DATA FOR ANALYSIS —
>>>

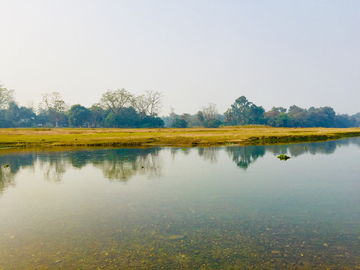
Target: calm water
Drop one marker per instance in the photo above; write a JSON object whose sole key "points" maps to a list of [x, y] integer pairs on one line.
{"points": [[171, 208]]}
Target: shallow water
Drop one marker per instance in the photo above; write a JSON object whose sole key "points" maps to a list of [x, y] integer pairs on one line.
{"points": [[169, 208]]}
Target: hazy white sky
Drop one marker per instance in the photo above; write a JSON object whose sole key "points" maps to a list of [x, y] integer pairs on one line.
{"points": [[276, 53]]}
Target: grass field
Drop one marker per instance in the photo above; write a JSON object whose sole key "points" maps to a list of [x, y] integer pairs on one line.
{"points": [[168, 136]]}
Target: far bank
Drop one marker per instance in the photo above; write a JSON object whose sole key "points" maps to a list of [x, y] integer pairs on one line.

<<<

TASK TO COMPLETE — Locate and copy each line in the data above that includes the word "water".

EXERCISE RESULT —
Target: calm water
Target: shallow water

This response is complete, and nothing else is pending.